[Detection annotation records]
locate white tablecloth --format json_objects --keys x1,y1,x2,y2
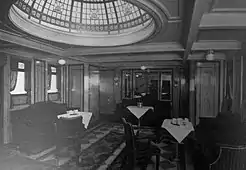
[
  {"x1": 161, "y1": 119, "x2": 194, "y2": 143},
  {"x1": 127, "y1": 106, "x2": 154, "y2": 119},
  {"x1": 57, "y1": 112, "x2": 92, "y2": 129}
]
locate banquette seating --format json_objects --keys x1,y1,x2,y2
[
  {"x1": 11, "y1": 101, "x2": 83, "y2": 155},
  {"x1": 196, "y1": 112, "x2": 246, "y2": 170}
]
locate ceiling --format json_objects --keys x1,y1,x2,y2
[{"x1": 0, "y1": 0, "x2": 246, "y2": 65}]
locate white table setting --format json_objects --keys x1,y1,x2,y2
[
  {"x1": 127, "y1": 105, "x2": 154, "y2": 128},
  {"x1": 161, "y1": 118, "x2": 194, "y2": 162},
  {"x1": 161, "y1": 118, "x2": 194, "y2": 143},
  {"x1": 57, "y1": 110, "x2": 92, "y2": 129}
]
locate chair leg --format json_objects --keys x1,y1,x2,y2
[{"x1": 155, "y1": 155, "x2": 160, "y2": 170}]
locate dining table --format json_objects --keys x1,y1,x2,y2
[
  {"x1": 57, "y1": 111, "x2": 92, "y2": 129},
  {"x1": 161, "y1": 118, "x2": 194, "y2": 169},
  {"x1": 127, "y1": 106, "x2": 154, "y2": 128}
]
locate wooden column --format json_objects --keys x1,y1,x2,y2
[
  {"x1": 219, "y1": 60, "x2": 225, "y2": 112},
  {"x1": 80, "y1": 65, "x2": 84, "y2": 110},
  {"x1": 84, "y1": 63, "x2": 90, "y2": 112},
  {"x1": 3, "y1": 56, "x2": 12, "y2": 144},
  {"x1": 232, "y1": 55, "x2": 241, "y2": 113},
  {"x1": 44, "y1": 61, "x2": 49, "y2": 101},
  {"x1": 189, "y1": 61, "x2": 196, "y2": 125}
]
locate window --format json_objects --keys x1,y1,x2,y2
[
  {"x1": 10, "y1": 62, "x2": 27, "y2": 94},
  {"x1": 48, "y1": 66, "x2": 58, "y2": 93}
]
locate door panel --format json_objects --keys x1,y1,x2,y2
[
  {"x1": 100, "y1": 70, "x2": 115, "y2": 114},
  {"x1": 196, "y1": 63, "x2": 219, "y2": 117},
  {"x1": 89, "y1": 66, "x2": 100, "y2": 122}
]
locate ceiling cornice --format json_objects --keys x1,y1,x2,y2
[
  {"x1": 0, "y1": 30, "x2": 63, "y2": 56},
  {"x1": 0, "y1": 49, "x2": 84, "y2": 64},
  {"x1": 63, "y1": 42, "x2": 184, "y2": 56},
  {"x1": 86, "y1": 53, "x2": 182, "y2": 63},
  {"x1": 199, "y1": 12, "x2": 246, "y2": 29},
  {"x1": 188, "y1": 52, "x2": 226, "y2": 61},
  {"x1": 192, "y1": 40, "x2": 242, "y2": 51}
]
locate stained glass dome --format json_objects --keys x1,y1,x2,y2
[{"x1": 9, "y1": 0, "x2": 160, "y2": 46}]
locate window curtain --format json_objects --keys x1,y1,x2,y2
[
  {"x1": 10, "y1": 58, "x2": 18, "y2": 92},
  {"x1": 24, "y1": 61, "x2": 31, "y2": 103},
  {"x1": 56, "y1": 66, "x2": 62, "y2": 100},
  {"x1": 47, "y1": 65, "x2": 52, "y2": 90}
]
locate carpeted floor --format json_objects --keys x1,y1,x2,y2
[{"x1": 0, "y1": 123, "x2": 177, "y2": 170}]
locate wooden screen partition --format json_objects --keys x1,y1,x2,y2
[{"x1": 100, "y1": 70, "x2": 115, "y2": 114}]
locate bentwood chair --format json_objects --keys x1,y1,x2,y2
[
  {"x1": 122, "y1": 118, "x2": 161, "y2": 170},
  {"x1": 209, "y1": 144, "x2": 246, "y2": 170}
]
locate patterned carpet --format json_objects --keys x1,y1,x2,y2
[{"x1": 0, "y1": 123, "x2": 177, "y2": 170}]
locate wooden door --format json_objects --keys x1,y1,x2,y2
[
  {"x1": 100, "y1": 70, "x2": 115, "y2": 114},
  {"x1": 69, "y1": 65, "x2": 84, "y2": 110},
  {"x1": 196, "y1": 63, "x2": 219, "y2": 118}
]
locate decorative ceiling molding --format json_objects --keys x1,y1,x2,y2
[
  {"x1": 211, "y1": 8, "x2": 246, "y2": 12},
  {"x1": 199, "y1": 12, "x2": 246, "y2": 29},
  {"x1": 192, "y1": 40, "x2": 242, "y2": 51},
  {"x1": 98, "y1": 61, "x2": 182, "y2": 70},
  {"x1": 0, "y1": 49, "x2": 83, "y2": 64},
  {"x1": 0, "y1": 30, "x2": 63, "y2": 56},
  {"x1": 184, "y1": 0, "x2": 212, "y2": 61},
  {"x1": 188, "y1": 52, "x2": 226, "y2": 60},
  {"x1": 85, "y1": 53, "x2": 182, "y2": 63},
  {"x1": 63, "y1": 43, "x2": 184, "y2": 58}
]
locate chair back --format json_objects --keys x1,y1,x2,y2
[
  {"x1": 122, "y1": 118, "x2": 136, "y2": 170},
  {"x1": 210, "y1": 146, "x2": 246, "y2": 170}
]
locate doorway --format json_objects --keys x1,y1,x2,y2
[
  {"x1": 196, "y1": 62, "x2": 219, "y2": 121},
  {"x1": 0, "y1": 66, "x2": 4, "y2": 145}
]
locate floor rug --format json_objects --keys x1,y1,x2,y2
[{"x1": 60, "y1": 129, "x2": 124, "y2": 170}]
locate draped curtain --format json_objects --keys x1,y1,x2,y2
[
  {"x1": 47, "y1": 65, "x2": 52, "y2": 90},
  {"x1": 24, "y1": 61, "x2": 31, "y2": 103},
  {"x1": 56, "y1": 66, "x2": 61, "y2": 93},
  {"x1": 10, "y1": 58, "x2": 18, "y2": 92}
]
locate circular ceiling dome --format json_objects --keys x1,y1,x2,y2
[{"x1": 9, "y1": 0, "x2": 161, "y2": 46}]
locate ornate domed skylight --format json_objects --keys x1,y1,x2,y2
[{"x1": 9, "y1": 0, "x2": 159, "y2": 46}]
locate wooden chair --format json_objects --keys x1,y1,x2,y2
[
  {"x1": 122, "y1": 118, "x2": 160, "y2": 170},
  {"x1": 209, "y1": 144, "x2": 246, "y2": 170}
]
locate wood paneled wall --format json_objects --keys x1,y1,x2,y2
[{"x1": 67, "y1": 65, "x2": 84, "y2": 110}]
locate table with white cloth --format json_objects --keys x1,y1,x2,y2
[
  {"x1": 127, "y1": 106, "x2": 154, "y2": 127},
  {"x1": 161, "y1": 119, "x2": 194, "y2": 168},
  {"x1": 57, "y1": 112, "x2": 92, "y2": 129}
]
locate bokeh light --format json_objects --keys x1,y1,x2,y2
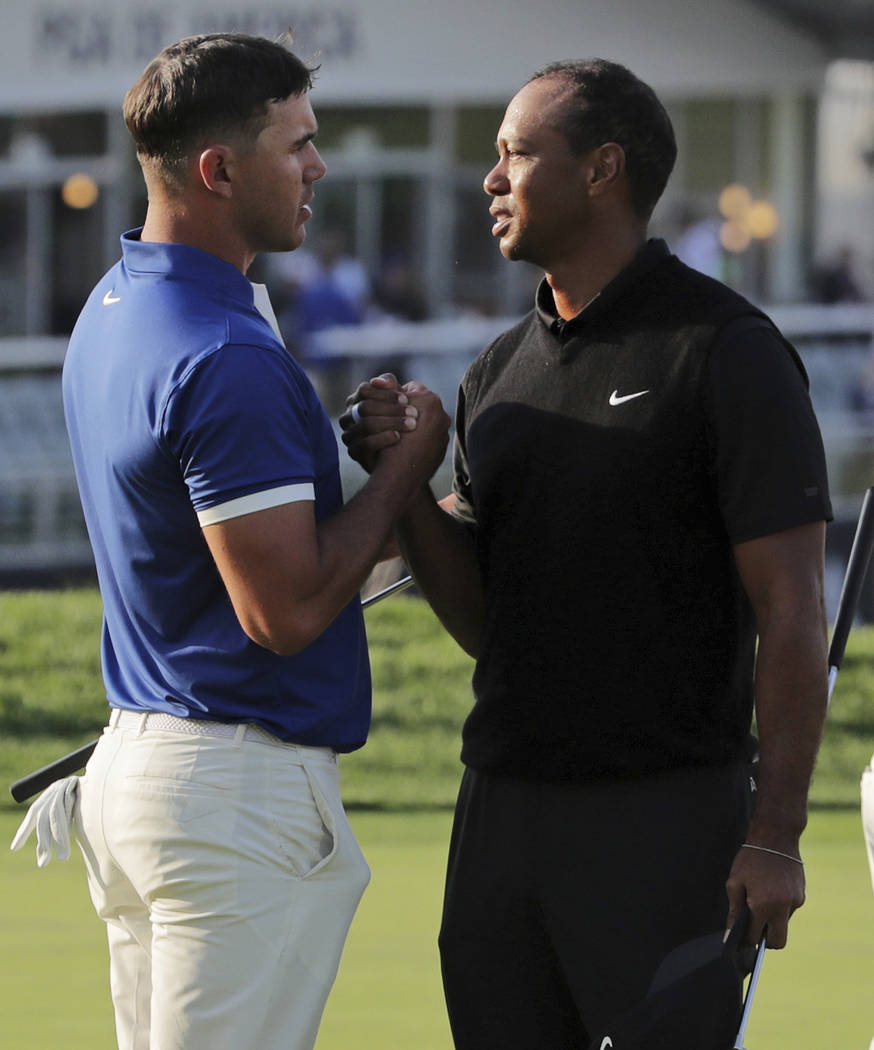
[
  {"x1": 720, "y1": 219, "x2": 752, "y2": 253},
  {"x1": 720, "y1": 183, "x2": 752, "y2": 219},
  {"x1": 61, "y1": 172, "x2": 100, "y2": 210},
  {"x1": 743, "y1": 201, "x2": 779, "y2": 240}
]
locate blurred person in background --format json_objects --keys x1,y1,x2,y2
[{"x1": 340, "y1": 60, "x2": 831, "y2": 1050}]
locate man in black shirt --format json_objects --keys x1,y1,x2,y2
[{"x1": 341, "y1": 60, "x2": 831, "y2": 1050}]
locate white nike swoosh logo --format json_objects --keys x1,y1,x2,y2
[{"x1": 610, "y1": 391, "x2": 649, "y2": 405}]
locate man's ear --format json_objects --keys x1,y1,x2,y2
[
  {"x1": 197, "y1": 146, "x2": 231, "y2": 197},
  {"x1": 588, "y1": 142, "x2": 625, "y2": 196}
]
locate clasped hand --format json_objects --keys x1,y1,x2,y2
[{"x1": 339, "y1": 373, "x2": 451, "y2": 481}]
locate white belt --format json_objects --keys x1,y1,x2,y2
[{"x1": 109, "y1": 708, "x2": 285, "y2": 751}]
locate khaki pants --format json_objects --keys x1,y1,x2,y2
[
  {"x1": 861, "y1": 758, "x2": 874, "y2": 888},
  {"x1": 77, "y1": 722, "x2": 370, "y2": 1050}
]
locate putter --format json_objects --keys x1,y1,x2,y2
[
  {"x1": 734, "y1": 486, "x2": 874, "y2": 1050},
  {"x1": 9, "y1": 576, "x2": 413, "y2": 802}
]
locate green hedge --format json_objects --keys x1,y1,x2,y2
[{"x1": 0, "y1": 588, "x2": 874, "y2": 809}]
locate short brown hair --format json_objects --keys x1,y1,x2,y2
[
  {"x1": 124, "y1": 33, "x2": 317, "y2": 186},
  {"x1": 532, "y1": 59, "x2": 677, "y2": 219}
]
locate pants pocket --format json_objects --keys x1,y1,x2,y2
[{"x1": 271, "y1": 763, "x2": 338, "y2": 879}]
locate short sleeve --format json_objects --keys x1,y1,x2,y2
[
  {"x1": 708, "y1": 319, "x2": 832, "y2": 543},
  {"x1": 163, "y1": 344, "x2": 315, "y2": 512},
  {"x1": 452, "y1": 377, "x2": 477, "y2": 527}
]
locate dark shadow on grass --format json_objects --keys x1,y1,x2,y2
[{"x1": 0, "y1": 693, "x2": 101, "y2": 740}]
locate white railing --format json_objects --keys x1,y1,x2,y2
[{"x1": 0, "y1": 305, "x2": 874, "y2": 572}]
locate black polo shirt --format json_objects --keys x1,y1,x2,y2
[{"x1": 455, "y1": 240, "x2": 831, "y2": 779}]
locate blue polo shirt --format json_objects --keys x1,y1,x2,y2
[{"x1": 63, "y1": 231, "x2": 371, "y2": 751}]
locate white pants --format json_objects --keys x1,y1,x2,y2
[
  {"x1": 77, "y1": 713, "x2": 370, "y2": 1050},
  {"x1": 861, "y1": 758, "x2": 874, "y2": 894}
]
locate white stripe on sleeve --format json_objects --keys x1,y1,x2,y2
[{"x1": 197, "y1": 482, "x2": 315, "y2": 527}]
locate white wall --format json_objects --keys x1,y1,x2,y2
[{"x1": 0, "y1": 0, "x2": 825, "y2": 111}]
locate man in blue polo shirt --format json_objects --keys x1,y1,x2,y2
[{"x1": 63, "y1": 35, "x2": 449, "y2": 1050}]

Directive:
Edit the records from the line with "locate green hedge" through the end of the records, replacing "white railing" with "white fence". Leave everything else unchanged.

Correct output:
locate green hedge --format json_objects --keys x1,y1,x2,y2
[{"x1": 0, "y1": 588, "x2": 874, "y2": 809}]
locate short brown hair --format json_objects --keys x1,y1,x2,y2
[
  {"x1": 124, "y1": 33, "x2": 317, "y2": 186},
  {"x1": 532, "y1": 59, "x2": 677, "y2": 219}
]
locate pants pocket --format json_objects --keys x1,y1,x2,y2
[{"x1": 271, "y1": 763, "x2": 338, "y2": 879}]
locate short sleeve --format json_objects --keys x1,y1,x2,y2
[
  {"x1": 708, "y1": 319, "x2": 832, "y2": 543},
  {"x1": 163, "y1": 344, "x2": 315, "y2": 512},
  {"x1": 452, "y1": 377, "x2": 477, "y2": 527}
]
locate dark shadow on grass --format json_objects --keys x1,y1,x2,y2
[{"x1": 0, "y1": 693, "x2": 101, "y2": 740}]
locate white fence --format json_objects --keys x1,y1,x2,y2
[{"x1": 0, "y1": 305, "x2": 874, "y2": 572}]
locate black polo shirt --format json_objects --keys x1,y1,x2,y2
[{"x1": 455, "y1": 240, "x2": 831, "y2": 779}]
locate blue polo shirt --format json_objects --keys x1,y1,x2,y2
[{"x1": 63, "y1": 231, "x2": 371, "y2": 751}]
locate white pants --format json_objects --keys x1,y1,x2,y2
[
  {"x1": 77, "y1": 713, "x2": 370, "y2": 1050},
  {"x1": 861, "y1": 758, "x2": 874, "y2": 894}
]
locate white stripe on sleeve --format json_objects --keys x1,y1,x2,y2
[{"x1": 197, "y1": 482, "x2": 315, "y2": 527}]
locate white wall --format json_objects --keys x1,y1,x2,y2
[{"x1": 0, "y1": 0, "x2": 825, "y2": 111}]
locate man in blue polo shirt --format json_objects --keys x1,y1,x2,y2
[{"x1": 63, "y1": 35, "x2": 449, "y2": 1050}]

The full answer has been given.